- **Goal**
Present the material below, from its beginning through the line containing "[[551, 99, 1145, 616]]", as a two-column CSV headed text and boxes, with each row pairing a sentence and the coordinates that follow it. Put each value in one quoted field, replacing any line breaks with spaces.

- **Working data**

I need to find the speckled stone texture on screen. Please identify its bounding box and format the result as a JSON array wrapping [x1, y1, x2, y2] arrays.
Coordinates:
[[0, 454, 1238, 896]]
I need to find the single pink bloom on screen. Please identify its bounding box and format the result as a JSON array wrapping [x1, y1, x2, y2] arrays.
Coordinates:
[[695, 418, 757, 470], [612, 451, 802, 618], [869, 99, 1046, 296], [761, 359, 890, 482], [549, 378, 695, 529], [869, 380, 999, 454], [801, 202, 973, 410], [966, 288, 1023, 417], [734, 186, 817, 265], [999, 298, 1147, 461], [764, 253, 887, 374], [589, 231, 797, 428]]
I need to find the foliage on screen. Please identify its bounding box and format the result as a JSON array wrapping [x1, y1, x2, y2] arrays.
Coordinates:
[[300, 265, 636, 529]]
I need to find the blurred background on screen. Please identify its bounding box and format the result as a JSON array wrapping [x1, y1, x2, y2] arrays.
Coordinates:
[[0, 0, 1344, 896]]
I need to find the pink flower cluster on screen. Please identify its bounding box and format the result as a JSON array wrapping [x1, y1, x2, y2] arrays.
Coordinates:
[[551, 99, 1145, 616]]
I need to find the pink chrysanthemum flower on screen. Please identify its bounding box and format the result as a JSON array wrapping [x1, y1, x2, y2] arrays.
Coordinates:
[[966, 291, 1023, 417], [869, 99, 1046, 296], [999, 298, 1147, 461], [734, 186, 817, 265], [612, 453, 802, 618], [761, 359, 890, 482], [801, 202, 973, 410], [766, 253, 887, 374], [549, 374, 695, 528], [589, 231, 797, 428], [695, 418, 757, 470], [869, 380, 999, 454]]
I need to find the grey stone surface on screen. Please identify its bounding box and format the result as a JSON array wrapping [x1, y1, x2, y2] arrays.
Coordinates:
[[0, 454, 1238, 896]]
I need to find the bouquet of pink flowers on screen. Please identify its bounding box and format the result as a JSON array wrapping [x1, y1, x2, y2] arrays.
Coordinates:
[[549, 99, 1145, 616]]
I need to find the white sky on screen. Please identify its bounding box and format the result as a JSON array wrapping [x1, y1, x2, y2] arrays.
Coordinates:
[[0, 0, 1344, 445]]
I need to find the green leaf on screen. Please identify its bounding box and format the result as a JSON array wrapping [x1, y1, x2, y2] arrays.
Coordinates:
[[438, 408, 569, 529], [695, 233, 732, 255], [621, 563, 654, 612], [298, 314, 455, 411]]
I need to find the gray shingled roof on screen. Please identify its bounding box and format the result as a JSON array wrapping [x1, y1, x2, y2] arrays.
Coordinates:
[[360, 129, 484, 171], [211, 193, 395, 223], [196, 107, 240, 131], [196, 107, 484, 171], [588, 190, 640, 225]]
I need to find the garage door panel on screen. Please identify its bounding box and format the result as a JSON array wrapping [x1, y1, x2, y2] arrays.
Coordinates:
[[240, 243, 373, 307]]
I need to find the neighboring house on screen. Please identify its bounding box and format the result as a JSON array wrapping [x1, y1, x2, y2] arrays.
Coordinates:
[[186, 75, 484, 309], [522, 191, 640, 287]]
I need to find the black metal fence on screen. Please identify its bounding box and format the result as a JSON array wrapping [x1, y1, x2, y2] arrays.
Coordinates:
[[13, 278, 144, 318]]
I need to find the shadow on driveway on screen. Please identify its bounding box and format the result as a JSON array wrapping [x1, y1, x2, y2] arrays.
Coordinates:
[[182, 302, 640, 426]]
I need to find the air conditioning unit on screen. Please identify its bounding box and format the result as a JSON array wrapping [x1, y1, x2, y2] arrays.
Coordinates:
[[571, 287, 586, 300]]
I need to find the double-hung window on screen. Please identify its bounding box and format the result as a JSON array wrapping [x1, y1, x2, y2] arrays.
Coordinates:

- **Reply**
text,boxes
"I need to find the speckled stone texture on screen. Please identify its bounding box and format the result as a JSON array wrapping [x1, y1, x2, y2] arrays. Coordinates:","[[0, 454, 1238, 896]]"
"I need to find the single pink bloom on screen. Please identify its bounding box and format the result as a JSON array wrapping [x1, y1, x2, y2] arrays. Coordinates:","[[695, 418, 757, 470], [612, 451, 802, 618], [869, 99, 1046, 296], [761, 359, 890, 482], [549, 378, 695, 529], [869, 380, 999, 454], [801, 202, 973, 410], [966, 288, 1023, 417], [734, 186, 817, 265], [999, 298, 1147, 461], [764, 253, 887, 374], [589, 231, 797, 428]]"
"I need to find the foliage on screen. Please identify its bounding box and format the result as a JSON array wrapping [x1, y1, x2, y2] arrays. Coordinates:","[[300, 265, 636, 529]]"
"I need to find the blurred background on screen. Please identify its bounding box and format the result as a JSON array wrapping [x1, y1, x2, y2] arrays. Coordinates:","[[0, 0, 1344, 896]]"
"I need to find the pink flower cluster on screen. Please identify its bounding box and format the result as a JSON array wrapping [x1, y1, x2, y2] arrays. Coordinates:","[[551, 99, 1145, 616]]"